● To do:
In the extract on Williams' stage roles, which comic opera featured his creation of William Lurcher?

━━━ Extract ━━━

In 1880, at the Imperial Theatre, he created the role of Sir Mincing Lane in the comic opera Billee Taylor, beginning a string of roles in works by Edward Solomon and Henry Pottinger Stephens. In 1881, at the Olympic Theatre, he created Sir Whiffle Whaffle in another Solomon and Stephens opera, Claude Duval. At the Gaiety Theatre, in 1882, he created the role of Amaranth CVIII in Solomon and Stephens' Lord Bateman. In 1883, he played Prospero in Ariel, a burlesque by F. C. Burnand. In early 1886, he played the title role in a burlesque, Oliver Grumble.

Williams' first big success, and likely his most celebrated role, was William Lurcher, which he created in the record-setting hit comic opera Dorothy, beginning in 1886. In 1888, he appeared in The Spitalfields Weaver by Thomas Haynes Bayly. At the Gaiety Theatre, in 1889, he played Bardell V. Pickwick in Dickens' stage adaptation of his novel, The Pickwick Papers. At the Britannia Theatre in 1889, he appeared in The Harvest Storm, by Colin Henry Hazlewood. Also in 1889, at the Lyric Theatre, he created the role of Dinniver in Doris. The same year, he also played Octavius Dell in The Jackal, by E. B. Aveling, followed by Solomon and Stephens' The Red Hussar, in which he created the role of Corporal Bundy.

Back at the Gaiety, in 1890, Williams played Captain Ziniga in Carmen up to Data. In 1891, he played as Sir Ludgate Hill in another Gaiety burlesque, Cinder Ellen up too Late. In 1892, at the Theatre Royal, Drury Lane, he played Tom Blinker in The Prodigal Daughter and appeared in Little Bo-Peep, Little Red Riding Hood & Hop O' My Thumb, by Augustus Harris and John Wilton Jones. In 1893, he played Dick Chilton in A Woman's Revenge, by Henry Pettit and Joshua Honeybun in Black Domino by Robert Buchanan and George Robert Sims.

━━━ Available data ━━━

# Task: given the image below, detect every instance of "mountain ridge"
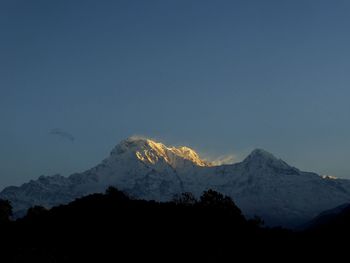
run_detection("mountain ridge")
[0,137,350,226]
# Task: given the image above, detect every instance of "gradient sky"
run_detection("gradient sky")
[0,0,350,190]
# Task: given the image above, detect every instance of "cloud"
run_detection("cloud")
[49,128,75,142]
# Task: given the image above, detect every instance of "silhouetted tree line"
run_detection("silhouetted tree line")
[0,187,350,262]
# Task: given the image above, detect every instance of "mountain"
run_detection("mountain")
[0,137,350,227]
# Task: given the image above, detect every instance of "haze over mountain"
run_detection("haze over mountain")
[0,137,350,227]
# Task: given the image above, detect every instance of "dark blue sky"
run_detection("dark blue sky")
[0,0,350,188]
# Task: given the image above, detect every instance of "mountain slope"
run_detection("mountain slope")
[0,138,350,226]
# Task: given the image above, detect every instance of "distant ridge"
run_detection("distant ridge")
[0,137,350,227]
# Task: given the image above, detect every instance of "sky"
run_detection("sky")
[0,0,350,190]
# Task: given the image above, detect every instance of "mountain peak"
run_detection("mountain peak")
[247,148,277,160]
[111,137,210,167]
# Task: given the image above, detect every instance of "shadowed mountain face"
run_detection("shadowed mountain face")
[0,138,350,227]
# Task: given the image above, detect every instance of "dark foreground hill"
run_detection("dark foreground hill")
[0,188,348,262]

━━━

● Written solution:
Dorothy